Short problem: Copy out the part of the rows below that opens with the line containing "the car roof" and runs through the last row, requests included. Shift each x and y coordinate in the answers by -53.

------

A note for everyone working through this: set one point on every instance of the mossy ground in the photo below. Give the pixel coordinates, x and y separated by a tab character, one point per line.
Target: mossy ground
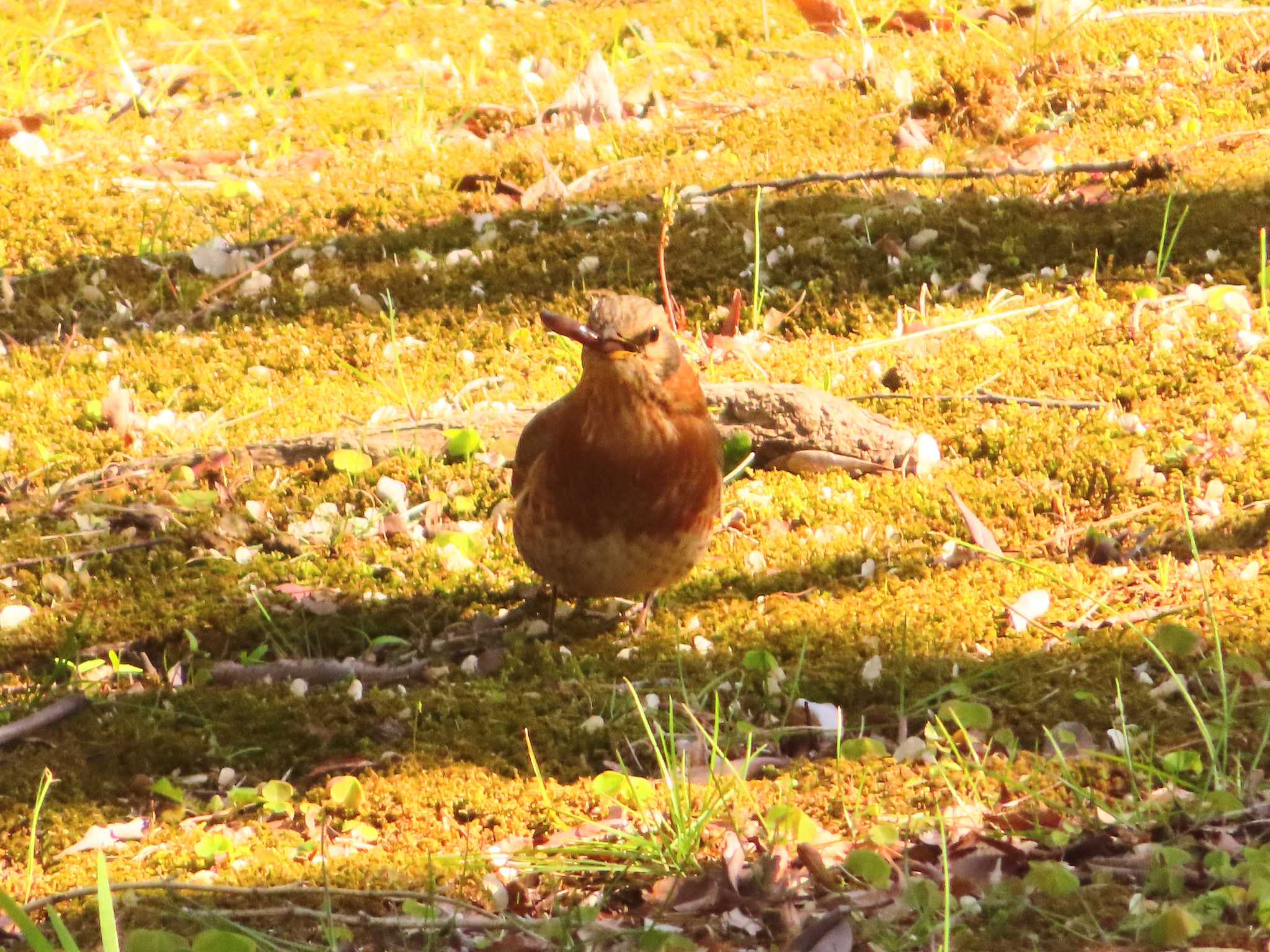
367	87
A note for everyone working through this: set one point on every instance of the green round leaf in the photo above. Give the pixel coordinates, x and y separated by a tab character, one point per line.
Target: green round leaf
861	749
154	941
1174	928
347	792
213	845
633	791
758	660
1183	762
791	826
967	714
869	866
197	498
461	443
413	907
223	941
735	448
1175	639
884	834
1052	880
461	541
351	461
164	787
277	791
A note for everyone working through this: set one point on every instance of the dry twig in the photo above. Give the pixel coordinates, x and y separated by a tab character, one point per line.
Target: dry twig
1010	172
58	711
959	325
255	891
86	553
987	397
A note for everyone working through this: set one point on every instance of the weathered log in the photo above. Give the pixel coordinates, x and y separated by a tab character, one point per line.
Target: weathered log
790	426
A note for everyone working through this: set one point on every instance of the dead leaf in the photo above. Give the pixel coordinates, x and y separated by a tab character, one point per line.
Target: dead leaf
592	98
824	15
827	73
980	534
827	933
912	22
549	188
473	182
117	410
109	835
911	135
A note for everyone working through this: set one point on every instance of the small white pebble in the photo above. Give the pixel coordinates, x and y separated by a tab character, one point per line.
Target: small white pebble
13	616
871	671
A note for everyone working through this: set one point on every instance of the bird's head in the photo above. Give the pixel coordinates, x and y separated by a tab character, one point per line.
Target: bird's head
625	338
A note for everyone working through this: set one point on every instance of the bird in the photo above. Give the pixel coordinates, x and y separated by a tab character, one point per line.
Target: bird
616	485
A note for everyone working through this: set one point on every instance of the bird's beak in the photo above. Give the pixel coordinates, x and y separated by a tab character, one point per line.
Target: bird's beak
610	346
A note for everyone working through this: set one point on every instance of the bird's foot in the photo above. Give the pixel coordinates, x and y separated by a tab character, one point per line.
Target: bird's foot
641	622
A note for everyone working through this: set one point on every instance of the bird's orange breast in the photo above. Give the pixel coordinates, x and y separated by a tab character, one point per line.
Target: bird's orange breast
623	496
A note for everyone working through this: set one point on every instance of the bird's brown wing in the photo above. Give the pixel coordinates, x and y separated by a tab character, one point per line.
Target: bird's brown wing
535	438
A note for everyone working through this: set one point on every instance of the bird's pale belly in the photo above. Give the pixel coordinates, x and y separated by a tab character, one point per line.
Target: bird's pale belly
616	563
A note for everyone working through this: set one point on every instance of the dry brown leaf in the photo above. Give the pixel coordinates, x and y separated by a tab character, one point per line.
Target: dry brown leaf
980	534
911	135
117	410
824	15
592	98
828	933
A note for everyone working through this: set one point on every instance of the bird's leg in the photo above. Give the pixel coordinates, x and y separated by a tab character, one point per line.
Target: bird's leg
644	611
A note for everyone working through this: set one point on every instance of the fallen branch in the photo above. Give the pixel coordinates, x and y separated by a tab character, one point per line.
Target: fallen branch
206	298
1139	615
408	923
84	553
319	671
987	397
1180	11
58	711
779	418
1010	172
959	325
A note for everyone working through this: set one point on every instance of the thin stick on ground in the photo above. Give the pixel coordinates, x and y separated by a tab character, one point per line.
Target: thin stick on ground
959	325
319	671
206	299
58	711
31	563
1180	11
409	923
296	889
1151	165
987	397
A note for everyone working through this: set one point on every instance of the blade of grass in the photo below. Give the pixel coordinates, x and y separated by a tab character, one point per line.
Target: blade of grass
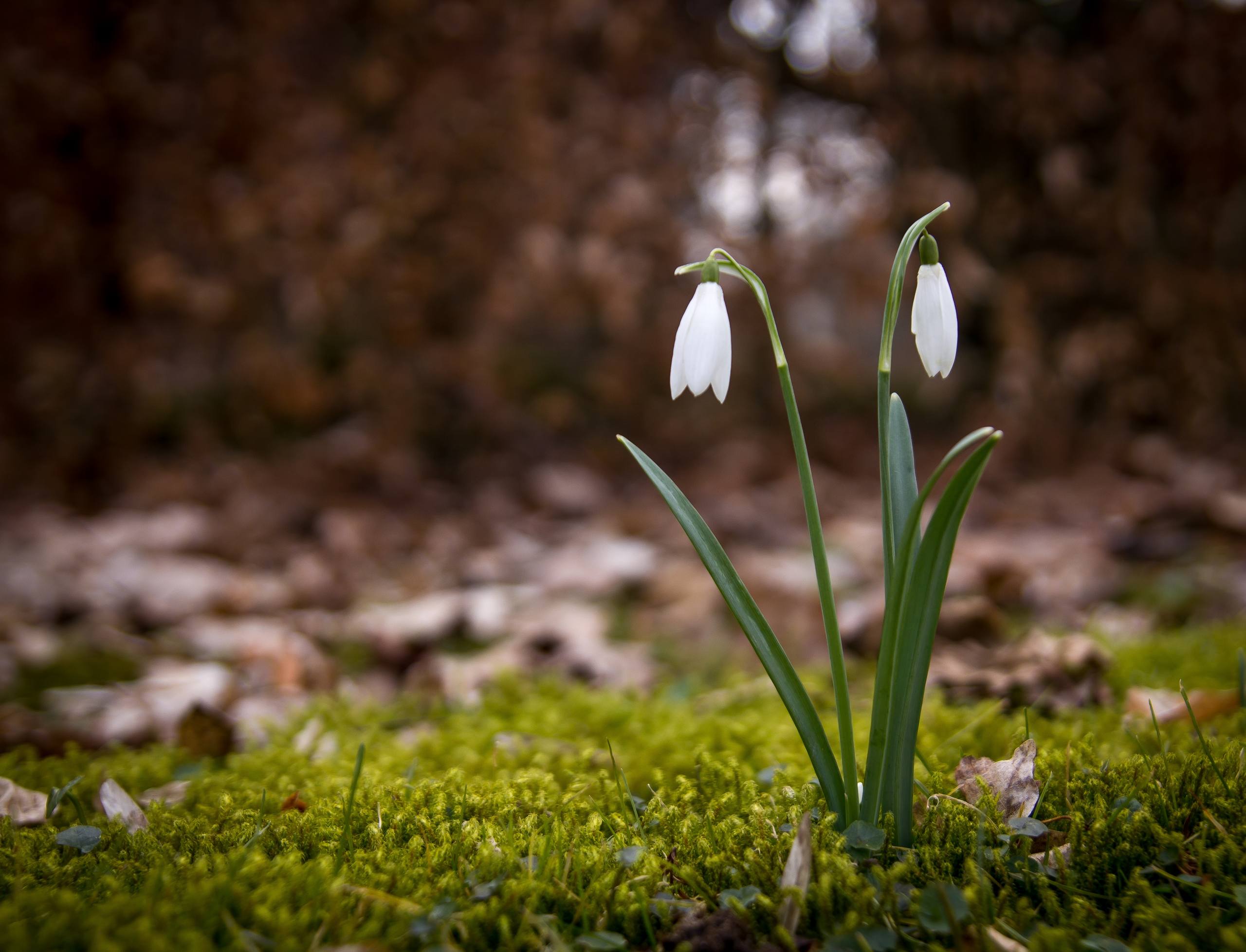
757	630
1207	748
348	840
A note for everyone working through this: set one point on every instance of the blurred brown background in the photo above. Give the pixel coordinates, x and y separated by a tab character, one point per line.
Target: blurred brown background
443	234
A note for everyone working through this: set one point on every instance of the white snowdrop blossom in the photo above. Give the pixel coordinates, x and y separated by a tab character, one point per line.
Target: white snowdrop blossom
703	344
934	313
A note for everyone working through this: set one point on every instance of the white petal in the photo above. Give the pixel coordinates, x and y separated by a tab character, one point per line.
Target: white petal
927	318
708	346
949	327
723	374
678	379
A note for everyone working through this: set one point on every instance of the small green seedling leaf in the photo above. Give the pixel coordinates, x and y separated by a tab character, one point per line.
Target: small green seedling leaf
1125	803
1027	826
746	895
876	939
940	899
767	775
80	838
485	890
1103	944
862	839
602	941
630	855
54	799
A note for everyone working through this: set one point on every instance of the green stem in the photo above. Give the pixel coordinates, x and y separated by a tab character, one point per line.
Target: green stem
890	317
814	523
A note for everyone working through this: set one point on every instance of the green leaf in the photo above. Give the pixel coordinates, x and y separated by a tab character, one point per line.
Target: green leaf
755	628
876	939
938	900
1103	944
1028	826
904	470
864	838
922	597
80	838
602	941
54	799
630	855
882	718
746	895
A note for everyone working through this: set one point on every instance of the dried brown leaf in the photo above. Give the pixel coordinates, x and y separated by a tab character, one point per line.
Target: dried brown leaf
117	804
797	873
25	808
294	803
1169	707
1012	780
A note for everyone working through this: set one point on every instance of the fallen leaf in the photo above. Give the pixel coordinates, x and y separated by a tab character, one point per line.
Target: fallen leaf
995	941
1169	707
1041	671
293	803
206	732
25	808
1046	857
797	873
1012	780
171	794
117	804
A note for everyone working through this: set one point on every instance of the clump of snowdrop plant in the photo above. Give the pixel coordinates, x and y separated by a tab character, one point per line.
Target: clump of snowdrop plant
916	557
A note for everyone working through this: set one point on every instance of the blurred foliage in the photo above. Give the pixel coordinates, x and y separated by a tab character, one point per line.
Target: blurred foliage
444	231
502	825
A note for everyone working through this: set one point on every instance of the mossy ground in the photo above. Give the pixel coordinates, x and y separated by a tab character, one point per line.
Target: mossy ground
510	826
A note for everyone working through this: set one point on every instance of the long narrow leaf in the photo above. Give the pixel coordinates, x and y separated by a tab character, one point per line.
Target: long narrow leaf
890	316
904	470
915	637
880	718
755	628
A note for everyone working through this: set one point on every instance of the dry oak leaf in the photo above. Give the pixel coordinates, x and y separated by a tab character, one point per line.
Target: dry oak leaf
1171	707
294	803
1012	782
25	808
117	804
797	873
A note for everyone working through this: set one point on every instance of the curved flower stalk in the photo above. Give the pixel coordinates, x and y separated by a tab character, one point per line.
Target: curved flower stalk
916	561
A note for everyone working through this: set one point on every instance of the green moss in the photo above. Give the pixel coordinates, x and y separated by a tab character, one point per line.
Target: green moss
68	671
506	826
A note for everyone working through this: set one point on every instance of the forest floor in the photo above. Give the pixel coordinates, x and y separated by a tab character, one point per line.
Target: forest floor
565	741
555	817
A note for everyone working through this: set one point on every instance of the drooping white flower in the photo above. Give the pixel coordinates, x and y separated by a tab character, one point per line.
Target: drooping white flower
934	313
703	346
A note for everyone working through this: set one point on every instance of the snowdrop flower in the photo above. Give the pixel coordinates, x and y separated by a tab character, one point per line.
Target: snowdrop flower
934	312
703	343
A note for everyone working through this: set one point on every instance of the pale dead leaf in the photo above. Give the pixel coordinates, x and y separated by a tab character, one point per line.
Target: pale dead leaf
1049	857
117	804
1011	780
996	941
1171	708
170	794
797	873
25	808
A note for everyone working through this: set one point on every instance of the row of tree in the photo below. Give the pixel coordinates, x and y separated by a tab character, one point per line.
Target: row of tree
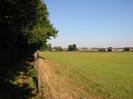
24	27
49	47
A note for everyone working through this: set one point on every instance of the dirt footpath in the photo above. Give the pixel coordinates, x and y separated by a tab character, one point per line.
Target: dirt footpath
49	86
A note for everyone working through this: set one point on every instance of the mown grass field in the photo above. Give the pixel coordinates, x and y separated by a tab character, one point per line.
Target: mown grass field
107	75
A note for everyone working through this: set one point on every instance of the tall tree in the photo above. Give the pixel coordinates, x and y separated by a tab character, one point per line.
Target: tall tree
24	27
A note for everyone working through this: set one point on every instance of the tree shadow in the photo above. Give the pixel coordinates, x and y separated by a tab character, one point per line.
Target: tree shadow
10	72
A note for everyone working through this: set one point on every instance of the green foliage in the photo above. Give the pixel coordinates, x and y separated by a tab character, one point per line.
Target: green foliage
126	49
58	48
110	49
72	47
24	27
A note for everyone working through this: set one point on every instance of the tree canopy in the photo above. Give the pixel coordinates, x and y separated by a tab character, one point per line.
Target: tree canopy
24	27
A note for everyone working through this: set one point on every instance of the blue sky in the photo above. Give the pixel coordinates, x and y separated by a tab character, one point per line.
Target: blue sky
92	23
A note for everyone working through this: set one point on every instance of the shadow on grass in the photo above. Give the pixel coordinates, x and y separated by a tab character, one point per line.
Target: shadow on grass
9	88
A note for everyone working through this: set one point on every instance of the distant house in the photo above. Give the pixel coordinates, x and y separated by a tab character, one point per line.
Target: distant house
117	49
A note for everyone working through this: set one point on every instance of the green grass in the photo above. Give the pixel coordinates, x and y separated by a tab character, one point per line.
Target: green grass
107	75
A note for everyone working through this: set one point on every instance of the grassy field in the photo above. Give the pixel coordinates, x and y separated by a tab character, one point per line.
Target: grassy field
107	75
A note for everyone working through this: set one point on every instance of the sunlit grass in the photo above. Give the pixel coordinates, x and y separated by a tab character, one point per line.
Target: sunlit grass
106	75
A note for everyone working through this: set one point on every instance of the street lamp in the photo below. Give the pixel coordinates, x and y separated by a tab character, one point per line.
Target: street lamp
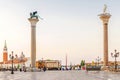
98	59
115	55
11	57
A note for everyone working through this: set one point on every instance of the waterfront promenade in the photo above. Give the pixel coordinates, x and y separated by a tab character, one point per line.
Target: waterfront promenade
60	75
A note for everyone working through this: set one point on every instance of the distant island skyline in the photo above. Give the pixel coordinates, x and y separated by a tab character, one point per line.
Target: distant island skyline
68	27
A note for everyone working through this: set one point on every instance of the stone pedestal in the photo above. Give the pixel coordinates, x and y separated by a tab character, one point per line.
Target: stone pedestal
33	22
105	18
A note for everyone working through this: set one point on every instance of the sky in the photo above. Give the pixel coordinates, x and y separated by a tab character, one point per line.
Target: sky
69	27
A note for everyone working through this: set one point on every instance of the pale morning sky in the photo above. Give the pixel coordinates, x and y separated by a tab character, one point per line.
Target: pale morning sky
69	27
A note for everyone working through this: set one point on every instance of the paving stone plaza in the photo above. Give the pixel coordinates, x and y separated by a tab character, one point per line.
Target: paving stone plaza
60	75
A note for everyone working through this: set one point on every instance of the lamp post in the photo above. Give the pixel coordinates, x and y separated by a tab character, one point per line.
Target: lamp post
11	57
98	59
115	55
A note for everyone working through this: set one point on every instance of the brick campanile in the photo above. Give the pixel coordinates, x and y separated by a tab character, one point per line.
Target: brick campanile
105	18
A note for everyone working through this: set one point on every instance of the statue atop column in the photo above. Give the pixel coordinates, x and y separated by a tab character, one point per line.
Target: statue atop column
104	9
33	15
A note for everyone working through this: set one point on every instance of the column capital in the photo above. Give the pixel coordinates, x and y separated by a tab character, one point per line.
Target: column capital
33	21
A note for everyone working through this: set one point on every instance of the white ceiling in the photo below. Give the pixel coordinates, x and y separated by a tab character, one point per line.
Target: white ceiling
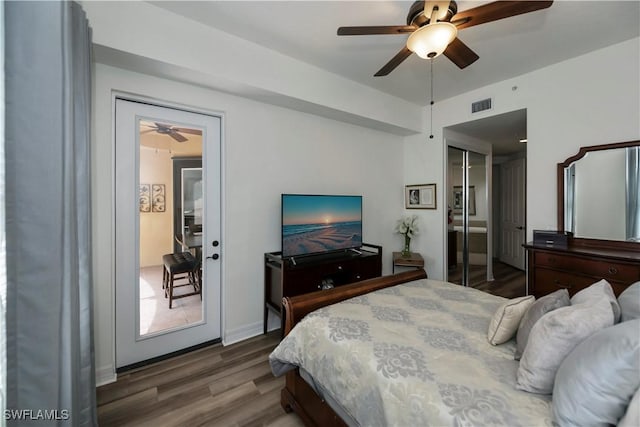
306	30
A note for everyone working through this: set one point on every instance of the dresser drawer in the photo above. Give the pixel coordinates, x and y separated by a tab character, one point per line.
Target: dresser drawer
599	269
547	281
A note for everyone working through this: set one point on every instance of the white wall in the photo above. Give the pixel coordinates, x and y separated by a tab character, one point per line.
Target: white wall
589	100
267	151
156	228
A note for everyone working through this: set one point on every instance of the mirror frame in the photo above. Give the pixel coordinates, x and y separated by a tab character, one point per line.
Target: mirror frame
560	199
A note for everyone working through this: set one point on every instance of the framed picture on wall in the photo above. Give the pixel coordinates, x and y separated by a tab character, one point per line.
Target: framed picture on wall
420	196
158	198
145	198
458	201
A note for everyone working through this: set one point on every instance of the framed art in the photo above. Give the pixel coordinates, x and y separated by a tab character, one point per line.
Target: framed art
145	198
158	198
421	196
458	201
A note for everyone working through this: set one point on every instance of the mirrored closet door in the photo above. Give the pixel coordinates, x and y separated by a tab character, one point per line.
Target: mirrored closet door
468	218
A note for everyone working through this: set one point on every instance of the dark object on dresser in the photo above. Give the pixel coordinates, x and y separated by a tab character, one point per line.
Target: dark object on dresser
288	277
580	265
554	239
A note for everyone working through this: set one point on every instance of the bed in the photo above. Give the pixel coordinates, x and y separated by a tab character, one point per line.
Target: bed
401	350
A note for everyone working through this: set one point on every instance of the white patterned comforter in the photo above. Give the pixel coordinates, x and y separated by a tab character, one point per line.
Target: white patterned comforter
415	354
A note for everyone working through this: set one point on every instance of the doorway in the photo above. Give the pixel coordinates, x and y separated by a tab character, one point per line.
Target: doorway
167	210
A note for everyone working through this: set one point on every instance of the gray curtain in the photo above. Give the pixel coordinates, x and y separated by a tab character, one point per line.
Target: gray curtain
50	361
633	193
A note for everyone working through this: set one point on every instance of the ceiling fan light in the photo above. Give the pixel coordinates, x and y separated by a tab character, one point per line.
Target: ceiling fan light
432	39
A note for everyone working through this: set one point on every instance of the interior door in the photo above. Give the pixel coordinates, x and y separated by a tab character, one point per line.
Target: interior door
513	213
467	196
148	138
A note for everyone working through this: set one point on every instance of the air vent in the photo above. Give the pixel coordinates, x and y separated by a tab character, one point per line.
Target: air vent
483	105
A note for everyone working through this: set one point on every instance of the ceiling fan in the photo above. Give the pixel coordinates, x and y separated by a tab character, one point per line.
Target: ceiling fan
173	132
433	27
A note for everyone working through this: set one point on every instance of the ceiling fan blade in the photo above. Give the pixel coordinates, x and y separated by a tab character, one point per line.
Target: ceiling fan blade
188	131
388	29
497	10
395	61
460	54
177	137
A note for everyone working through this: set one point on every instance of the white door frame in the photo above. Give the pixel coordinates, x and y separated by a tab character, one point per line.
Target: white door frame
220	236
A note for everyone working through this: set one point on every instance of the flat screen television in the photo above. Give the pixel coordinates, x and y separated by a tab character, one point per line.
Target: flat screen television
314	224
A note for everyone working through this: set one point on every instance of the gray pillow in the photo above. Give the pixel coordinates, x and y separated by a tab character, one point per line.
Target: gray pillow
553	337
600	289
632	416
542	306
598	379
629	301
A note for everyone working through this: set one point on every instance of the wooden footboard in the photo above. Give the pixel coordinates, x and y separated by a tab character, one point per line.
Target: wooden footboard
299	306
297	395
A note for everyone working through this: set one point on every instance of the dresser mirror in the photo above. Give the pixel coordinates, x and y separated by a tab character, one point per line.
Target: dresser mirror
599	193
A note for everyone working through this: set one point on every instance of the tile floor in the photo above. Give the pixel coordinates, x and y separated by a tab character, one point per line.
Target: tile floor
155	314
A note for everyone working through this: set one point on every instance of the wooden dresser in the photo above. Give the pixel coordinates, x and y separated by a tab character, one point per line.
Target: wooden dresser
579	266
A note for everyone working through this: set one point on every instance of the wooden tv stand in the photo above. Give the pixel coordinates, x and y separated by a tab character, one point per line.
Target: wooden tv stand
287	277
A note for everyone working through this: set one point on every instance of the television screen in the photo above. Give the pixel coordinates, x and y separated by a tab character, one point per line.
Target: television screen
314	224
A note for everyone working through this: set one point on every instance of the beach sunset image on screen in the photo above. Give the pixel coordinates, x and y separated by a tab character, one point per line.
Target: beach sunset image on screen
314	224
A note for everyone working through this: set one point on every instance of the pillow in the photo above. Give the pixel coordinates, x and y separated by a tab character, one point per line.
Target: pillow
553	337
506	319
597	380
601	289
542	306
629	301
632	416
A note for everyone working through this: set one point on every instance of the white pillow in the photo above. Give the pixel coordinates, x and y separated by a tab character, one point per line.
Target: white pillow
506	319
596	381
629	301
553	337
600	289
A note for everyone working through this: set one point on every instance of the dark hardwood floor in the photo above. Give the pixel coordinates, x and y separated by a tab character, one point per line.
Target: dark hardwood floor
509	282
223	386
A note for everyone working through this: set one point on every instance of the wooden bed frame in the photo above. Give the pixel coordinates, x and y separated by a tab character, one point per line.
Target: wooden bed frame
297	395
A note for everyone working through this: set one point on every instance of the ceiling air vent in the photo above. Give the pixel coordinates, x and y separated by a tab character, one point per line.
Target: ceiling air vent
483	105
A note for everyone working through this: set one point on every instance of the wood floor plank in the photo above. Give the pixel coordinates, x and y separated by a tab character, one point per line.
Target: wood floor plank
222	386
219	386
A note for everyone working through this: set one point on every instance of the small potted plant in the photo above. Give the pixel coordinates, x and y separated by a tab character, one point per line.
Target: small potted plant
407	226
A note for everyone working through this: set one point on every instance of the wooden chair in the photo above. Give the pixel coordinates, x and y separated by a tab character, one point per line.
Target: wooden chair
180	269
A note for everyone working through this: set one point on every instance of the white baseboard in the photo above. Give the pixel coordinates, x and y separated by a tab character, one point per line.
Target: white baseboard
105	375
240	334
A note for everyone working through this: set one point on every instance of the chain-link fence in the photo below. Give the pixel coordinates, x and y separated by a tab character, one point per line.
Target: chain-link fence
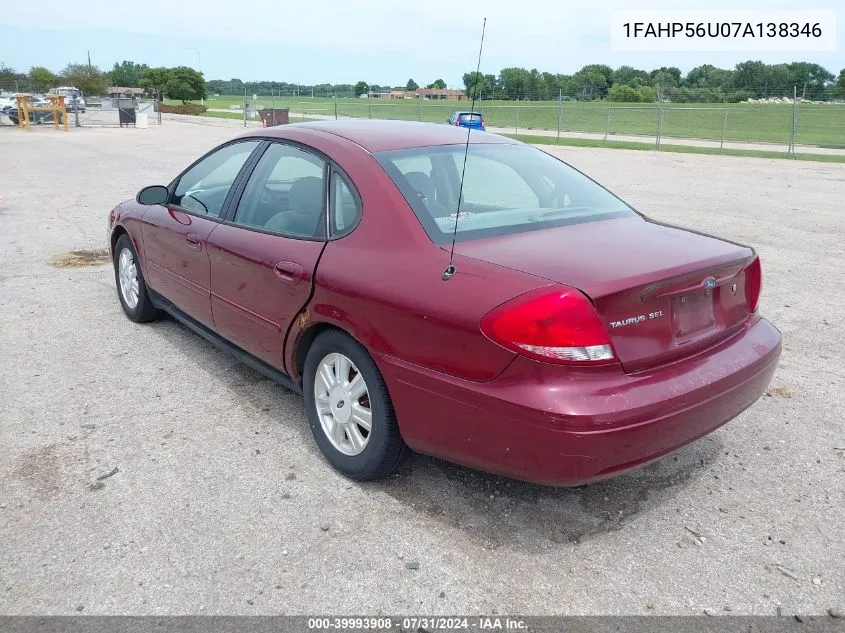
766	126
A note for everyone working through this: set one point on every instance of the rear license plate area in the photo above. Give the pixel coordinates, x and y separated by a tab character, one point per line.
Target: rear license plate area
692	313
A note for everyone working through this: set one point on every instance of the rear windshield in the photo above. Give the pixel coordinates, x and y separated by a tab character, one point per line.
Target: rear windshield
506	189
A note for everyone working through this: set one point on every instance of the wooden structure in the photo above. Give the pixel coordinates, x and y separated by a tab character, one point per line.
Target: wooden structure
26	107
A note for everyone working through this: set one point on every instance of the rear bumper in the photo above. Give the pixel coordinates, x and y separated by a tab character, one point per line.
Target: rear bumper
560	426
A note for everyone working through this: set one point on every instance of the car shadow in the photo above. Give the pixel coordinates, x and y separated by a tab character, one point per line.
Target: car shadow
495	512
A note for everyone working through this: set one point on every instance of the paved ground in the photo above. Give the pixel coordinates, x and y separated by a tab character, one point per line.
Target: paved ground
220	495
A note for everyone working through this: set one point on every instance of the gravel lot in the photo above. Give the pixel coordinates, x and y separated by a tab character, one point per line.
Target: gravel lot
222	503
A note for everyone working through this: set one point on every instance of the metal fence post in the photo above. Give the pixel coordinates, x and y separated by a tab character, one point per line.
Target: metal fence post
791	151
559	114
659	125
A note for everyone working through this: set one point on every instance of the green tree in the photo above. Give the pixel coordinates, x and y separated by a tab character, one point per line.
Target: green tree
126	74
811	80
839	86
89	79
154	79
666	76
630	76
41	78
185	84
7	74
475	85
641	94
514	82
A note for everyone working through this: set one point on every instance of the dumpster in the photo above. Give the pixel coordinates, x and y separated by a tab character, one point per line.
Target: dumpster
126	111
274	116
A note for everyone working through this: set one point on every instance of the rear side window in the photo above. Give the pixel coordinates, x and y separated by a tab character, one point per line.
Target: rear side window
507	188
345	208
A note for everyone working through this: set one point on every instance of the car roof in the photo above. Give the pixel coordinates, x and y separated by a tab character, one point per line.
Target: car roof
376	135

------

Complete response:
A note for everyone working through this: set one point on every instance of the car roof in the photo above. Give the pixel coordinates, x and y separated by a tab character, one point per line.
Target: car roof
323	82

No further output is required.